=== TUGAS 1 ===
Jawablah pertanyaan berikut berdasarkan teks bacaan.
(a) Apa judul teks bacaan tersebut?
(b) Untuk berapa lama penutur memutuskan untuk menyendiri?
(c) Apa yang ditemukan penutur dalam kesendirian?
=== TUGAS 2 ===
Sebutkan semua hal yang menyita pikiran penutur untuk dipahami menurut teks bacaan.

Selasa, 02 Oktober 2007

Maafkan Aku, Kawan...

Aku diam bukan berarti bisu. Tak menyapamu bukan berarti aku mengabaikanmu. Aku berpaling bukan karena benci. Aku yang tak menyapamu bukan berarti sedang mengabaikanmu.

Saat ini aku putuskan untuk menyendiri. Hanya untuk sementara. Pikiranku tersita banyak untuk memahami jalan hidupku, cita-citaku, dan rencana hari depan yang entah kapan dapat kuwujudkan. Dalam kesendirian, aku menemukan semangat hidup untuk menyusun sebuah rencana. Kini, aku punya rencana.

=== DAFTAR BARIS ===
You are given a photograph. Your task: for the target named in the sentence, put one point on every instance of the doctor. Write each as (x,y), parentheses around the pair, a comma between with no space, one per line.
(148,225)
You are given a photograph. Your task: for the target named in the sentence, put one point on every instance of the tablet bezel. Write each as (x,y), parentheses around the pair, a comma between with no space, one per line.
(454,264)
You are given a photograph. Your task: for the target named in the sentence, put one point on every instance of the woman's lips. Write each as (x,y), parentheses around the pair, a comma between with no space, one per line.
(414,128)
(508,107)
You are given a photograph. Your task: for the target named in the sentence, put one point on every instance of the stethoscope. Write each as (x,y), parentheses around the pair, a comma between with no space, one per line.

=== JAWABAN 1 ===
(a) Maafkan Aku, Kawan...
(b) Hanya untuk sementara.
(c) Semangat hidup untuk menyusun sebuah rencana.

=== JAWABAN 2 ===
Jalan hidupnya, cita-citanya, dan rencana hari depan yang entah kapan dapat diwujudkan.